━━━━━ Record extracts
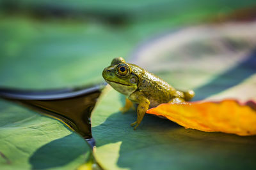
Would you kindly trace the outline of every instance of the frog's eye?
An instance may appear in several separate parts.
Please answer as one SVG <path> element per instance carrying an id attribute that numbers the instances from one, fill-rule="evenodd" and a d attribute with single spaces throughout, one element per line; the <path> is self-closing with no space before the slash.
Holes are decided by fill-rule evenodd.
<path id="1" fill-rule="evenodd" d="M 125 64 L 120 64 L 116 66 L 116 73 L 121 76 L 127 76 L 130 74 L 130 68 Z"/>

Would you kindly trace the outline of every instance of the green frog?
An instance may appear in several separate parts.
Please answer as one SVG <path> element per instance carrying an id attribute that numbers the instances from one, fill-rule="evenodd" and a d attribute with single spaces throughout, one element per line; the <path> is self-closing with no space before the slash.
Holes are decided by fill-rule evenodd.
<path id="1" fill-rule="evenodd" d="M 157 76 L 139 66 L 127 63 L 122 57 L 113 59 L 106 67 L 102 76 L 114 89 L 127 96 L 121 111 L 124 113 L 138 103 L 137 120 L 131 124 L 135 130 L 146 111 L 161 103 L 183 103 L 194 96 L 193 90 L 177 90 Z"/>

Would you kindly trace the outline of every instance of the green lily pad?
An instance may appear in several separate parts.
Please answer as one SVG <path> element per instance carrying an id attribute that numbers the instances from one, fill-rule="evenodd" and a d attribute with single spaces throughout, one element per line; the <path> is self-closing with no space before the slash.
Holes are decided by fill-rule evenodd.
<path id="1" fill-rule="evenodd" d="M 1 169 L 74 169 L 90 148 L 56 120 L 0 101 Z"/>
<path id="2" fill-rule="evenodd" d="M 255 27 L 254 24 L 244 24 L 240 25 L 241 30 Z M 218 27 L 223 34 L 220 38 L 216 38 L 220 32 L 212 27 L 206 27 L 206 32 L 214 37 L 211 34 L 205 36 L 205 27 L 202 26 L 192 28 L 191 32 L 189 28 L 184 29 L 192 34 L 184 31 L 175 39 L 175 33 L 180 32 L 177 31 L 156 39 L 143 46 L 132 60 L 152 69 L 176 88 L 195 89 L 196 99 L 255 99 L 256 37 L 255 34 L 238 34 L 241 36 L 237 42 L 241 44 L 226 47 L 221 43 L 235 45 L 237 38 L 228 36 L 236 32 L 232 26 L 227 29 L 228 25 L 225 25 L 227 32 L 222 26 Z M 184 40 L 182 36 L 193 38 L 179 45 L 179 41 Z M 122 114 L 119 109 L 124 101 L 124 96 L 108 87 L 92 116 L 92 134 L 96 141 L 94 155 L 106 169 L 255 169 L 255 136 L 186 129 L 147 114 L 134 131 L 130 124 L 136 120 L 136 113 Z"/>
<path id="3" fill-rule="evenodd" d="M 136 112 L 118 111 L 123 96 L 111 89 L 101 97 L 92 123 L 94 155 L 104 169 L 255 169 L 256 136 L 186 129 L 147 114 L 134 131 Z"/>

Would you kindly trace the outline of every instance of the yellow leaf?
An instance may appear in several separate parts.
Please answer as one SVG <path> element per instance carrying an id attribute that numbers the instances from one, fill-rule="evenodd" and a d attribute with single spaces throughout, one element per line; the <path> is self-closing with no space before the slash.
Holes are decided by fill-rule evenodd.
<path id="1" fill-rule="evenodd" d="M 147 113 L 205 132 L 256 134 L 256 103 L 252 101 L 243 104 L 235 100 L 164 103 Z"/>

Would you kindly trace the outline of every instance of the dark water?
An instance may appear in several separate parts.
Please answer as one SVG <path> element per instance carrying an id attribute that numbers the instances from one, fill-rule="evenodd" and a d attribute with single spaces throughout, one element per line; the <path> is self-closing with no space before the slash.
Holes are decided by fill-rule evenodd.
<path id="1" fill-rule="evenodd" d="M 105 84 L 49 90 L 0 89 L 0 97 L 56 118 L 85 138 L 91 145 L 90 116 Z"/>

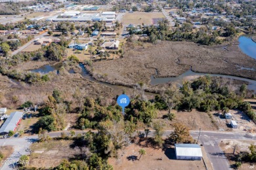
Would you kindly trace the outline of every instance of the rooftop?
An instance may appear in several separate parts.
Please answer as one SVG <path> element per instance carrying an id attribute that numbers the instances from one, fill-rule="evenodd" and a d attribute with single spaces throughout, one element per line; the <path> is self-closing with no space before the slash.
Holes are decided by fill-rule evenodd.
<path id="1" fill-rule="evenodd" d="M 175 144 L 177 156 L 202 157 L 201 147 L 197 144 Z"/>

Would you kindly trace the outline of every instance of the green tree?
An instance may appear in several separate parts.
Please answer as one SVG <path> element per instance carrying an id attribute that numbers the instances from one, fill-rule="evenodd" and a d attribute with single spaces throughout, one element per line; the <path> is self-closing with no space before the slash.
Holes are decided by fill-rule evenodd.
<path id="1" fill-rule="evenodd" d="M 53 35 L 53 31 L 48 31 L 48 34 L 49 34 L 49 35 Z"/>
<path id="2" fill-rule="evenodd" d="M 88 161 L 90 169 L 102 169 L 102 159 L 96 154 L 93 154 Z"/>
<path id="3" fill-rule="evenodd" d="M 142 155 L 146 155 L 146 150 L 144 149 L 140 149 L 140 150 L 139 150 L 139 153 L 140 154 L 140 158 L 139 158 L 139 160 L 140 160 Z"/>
━━━━━━━━━━
- _Stated problem_: Count the lines of the listing that contain the word "green", and reply with that number alone.

- _Expected answer_: 3